To do: Extract each line of the records that contains the string "white". Case counts.

[start of Task material]

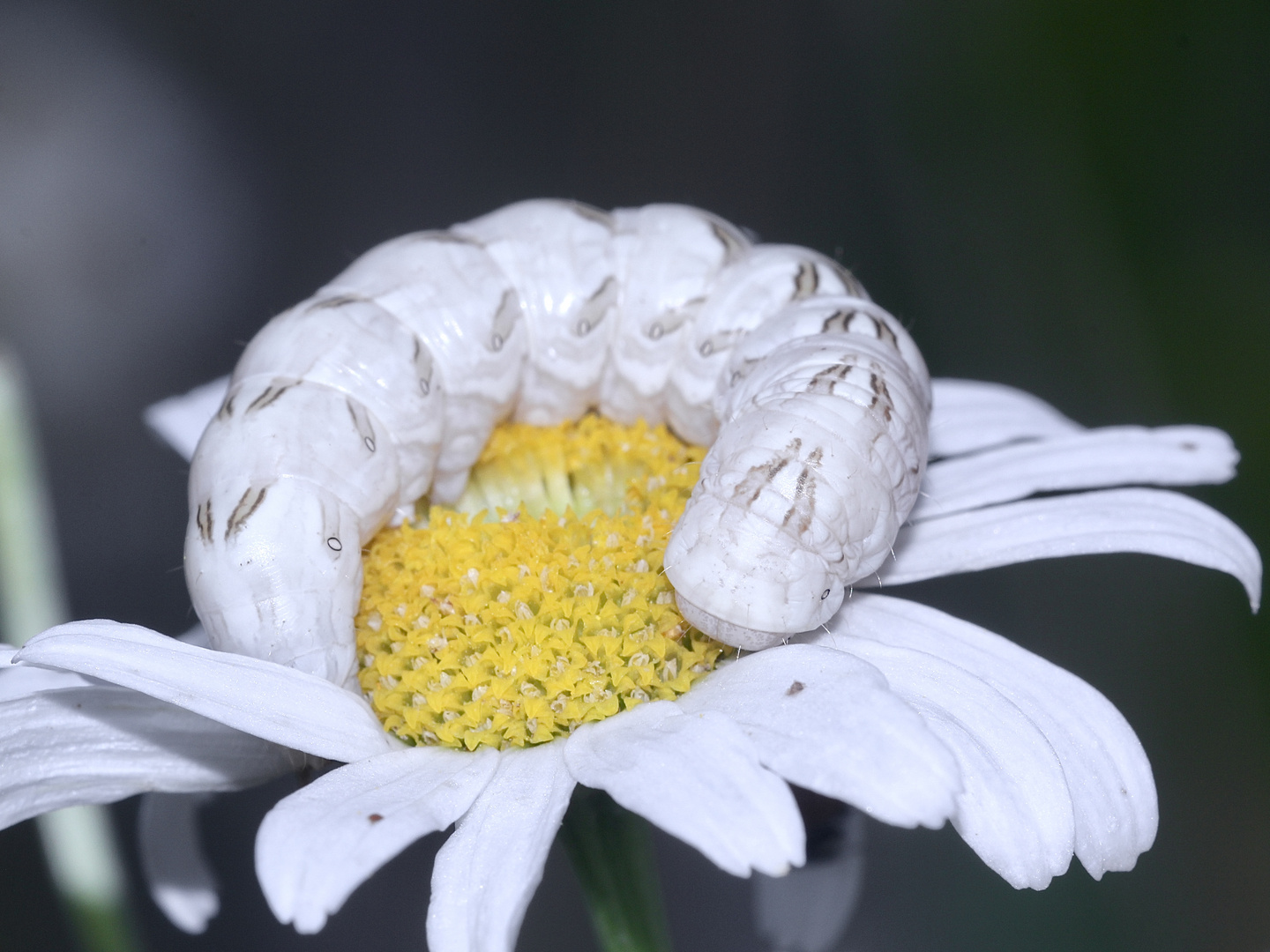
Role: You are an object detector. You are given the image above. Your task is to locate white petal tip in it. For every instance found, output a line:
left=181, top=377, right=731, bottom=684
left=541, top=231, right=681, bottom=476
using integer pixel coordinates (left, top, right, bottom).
left=151, top=885, right=221, bottom=935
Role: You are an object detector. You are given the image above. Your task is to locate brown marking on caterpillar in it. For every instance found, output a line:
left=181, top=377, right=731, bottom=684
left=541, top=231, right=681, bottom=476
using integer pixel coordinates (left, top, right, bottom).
left=569, top=202, right=614, bottom=231
left=790, top=262, right=820, bottom=301
left=710, top=221, right=745, bottom=264
left=733, top=436, right=803, bottom=505
left=245, top=381, right=300, bottom=413
left=572, top=275, right=617, bottom=338
left=194, top=499, right=212, bottom=545
left=344, top=398, right=375, bottom=453
left=781, top=447, right=825, bottom=536
left=305, top=294, right=375, bottom=314
left=806, top=361, right=855, bottom=396
left=820, top=311, right=857, bottom=334
left=869, top=372, right=893, bottom=423
left=225, top=487, right=269, bottom=542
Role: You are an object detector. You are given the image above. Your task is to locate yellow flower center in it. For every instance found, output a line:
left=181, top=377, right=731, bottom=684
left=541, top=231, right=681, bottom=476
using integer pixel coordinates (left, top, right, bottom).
left=357, top=416, right=728, bottom=750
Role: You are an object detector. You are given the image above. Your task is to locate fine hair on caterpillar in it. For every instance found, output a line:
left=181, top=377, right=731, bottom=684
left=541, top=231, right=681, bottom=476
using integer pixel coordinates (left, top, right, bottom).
left=185, top=199, right=931, bottom=683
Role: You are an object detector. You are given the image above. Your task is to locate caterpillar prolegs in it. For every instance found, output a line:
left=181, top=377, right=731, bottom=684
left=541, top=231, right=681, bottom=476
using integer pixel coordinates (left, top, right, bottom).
left=185, top=201, right=931, bottom=683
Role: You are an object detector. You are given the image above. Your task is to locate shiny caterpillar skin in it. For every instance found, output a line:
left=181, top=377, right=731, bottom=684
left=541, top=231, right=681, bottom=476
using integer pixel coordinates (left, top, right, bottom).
left=185, top=199, right=931, bottom=683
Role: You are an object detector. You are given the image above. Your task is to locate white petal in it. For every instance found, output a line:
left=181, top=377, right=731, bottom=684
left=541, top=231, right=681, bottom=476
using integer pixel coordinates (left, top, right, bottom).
left=138, top=793, right=221, bottom=935
left=255, top=747, right=497, bottom=933
left=428, top=741, right=574, bottom=952
left=676, top=638, right=961, bottom=828
left=930, top=378, right=1080, bottom=457
left=0, top=645, right=95, bottom=701
left=18, top=621, right=395, bottom=761
left=884, top=488, right=1261, bottom=611
left=909, top=427, right=1239, bottom=522
left=753, top=810, right=865, bottom=952
left=145, top=377, right=230, bottom=464
left=833, top=595, right=1160, bottom=880
left=0, top=687, right=303, bottom=829
left=564, top=701, right=805, bottom=876
left=803, top=636, right=1074, bottom=889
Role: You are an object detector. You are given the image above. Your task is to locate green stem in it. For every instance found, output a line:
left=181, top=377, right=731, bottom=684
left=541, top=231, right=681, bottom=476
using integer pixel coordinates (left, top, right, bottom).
left=0, top=348, right=139, bottom=952
left=560, top=785, right=670, bottom=952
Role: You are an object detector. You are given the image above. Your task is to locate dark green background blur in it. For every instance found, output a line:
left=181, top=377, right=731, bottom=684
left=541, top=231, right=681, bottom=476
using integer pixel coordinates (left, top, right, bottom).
left=0, top=0, right=1270, bottom=952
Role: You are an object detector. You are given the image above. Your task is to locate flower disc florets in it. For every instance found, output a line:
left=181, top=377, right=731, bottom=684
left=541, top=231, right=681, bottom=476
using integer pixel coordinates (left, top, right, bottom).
left=357, top=416, right=727, bottom=750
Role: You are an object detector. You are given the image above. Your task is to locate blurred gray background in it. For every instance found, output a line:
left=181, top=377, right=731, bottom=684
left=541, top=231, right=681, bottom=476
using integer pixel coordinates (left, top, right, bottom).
left=0, top=0, right=1270, bottom=952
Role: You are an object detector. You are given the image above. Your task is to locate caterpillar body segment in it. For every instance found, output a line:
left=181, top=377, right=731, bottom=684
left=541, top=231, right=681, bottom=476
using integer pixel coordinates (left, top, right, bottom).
left=185, top=201, right=930, bottom=683
left=600, top=205, right=751, bottom=424
left=666, top=297, right=931, bottom=649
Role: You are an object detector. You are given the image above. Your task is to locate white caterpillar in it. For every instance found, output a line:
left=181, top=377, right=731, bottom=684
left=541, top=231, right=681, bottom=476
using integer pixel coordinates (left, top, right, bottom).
left=185, top=201, right=931, bottom=683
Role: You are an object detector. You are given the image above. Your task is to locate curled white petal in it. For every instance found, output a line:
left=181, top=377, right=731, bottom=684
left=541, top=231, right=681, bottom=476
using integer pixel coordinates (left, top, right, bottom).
left=18, top=621, right=395, bottom=761
left=884, top=488, right=1261, bottom=611
left=428, top=742, right=574, bottom=952
left=676, top=638, right=961, bottom=828
left=0, top=686, right=303, bottom=829
left=138, top=793, right=221, bottom=934
left=0, top=645, right=99, bottom=701
left=826, top=594, right=1160, bottom=878
left=145, top=377, right=230, bottom=464
left=818, top=632, right=1076, bottom=889
left=564, top=701, right=804, bottom=876
left=255, top=747, right=497, bottom=933
left=909, top=427, right=1239, bottom=522
left=930, top=378, right=1080, bottom=457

[end of Task material]

Result for this task:
Role: You are an object detector. You are given the image above. Your task is to locate white petal tip in it. For every instance found, output a line:
Role: You are an object detector. You are given the image above. Your task is to locate white petal in it. For every instance found, output a line:
Role: You are an object detector. You are given the image above. Your task is to locate white caterpillar in it. For every instance found, output a line:
Role: You are an object detector. You are given the image above. Your task is to locate curled white petal in it. For every instance found, output a line:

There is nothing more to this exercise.